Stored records
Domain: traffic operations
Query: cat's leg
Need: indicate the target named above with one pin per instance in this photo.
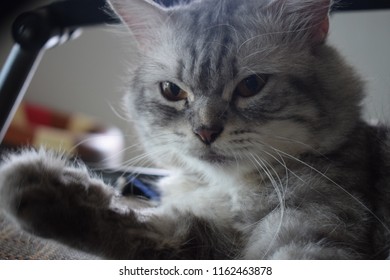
(51, 198)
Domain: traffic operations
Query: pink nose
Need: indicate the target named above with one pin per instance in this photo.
(208, 134)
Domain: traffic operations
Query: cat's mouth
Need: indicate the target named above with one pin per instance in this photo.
(213, 157)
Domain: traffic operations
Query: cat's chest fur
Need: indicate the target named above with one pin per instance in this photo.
(228, 198)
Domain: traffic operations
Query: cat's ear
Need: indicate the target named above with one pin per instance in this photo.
(142, 17)
(307, 16)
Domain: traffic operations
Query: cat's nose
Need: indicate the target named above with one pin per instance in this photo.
(208, 134)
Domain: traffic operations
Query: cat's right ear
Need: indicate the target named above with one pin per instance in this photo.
(142, 17)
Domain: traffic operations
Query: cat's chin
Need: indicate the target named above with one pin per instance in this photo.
(214, 158)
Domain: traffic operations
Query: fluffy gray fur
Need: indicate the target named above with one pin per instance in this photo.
(289, 172)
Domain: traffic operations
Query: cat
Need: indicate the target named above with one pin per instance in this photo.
(258, 120)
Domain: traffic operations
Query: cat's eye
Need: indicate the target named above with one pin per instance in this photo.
(172, 92)
(251, 85)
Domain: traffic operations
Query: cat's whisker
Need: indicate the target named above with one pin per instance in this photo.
(337, 185)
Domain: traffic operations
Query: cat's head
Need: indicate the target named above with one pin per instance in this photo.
(231, 83)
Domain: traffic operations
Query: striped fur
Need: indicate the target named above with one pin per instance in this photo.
(288, 172)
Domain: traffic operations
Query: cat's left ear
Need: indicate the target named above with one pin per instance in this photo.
(306, 16)
(142, 17)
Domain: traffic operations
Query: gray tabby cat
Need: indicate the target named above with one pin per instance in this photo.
(259, 121)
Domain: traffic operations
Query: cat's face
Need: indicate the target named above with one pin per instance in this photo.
(230, 83)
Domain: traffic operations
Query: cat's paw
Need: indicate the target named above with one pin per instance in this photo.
(43, 192)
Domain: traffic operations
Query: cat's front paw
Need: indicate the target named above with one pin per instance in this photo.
(44, 193)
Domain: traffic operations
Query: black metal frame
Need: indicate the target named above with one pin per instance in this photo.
(38, 30)
(33, 33)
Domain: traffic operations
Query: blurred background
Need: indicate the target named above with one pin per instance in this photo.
(85, 77)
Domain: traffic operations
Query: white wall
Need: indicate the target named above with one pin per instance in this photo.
(364, 39)
(86, 74)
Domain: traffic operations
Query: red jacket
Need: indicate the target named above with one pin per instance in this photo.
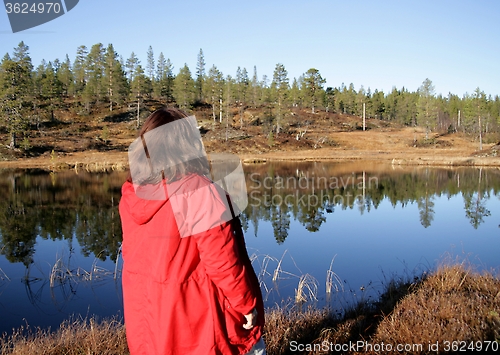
(186, 295)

- _Task goal_: Extract each line of the listing above that contains the string "gray".

- _Complete answer_:
Query: fluffy gray fur
Query: gray tabby cat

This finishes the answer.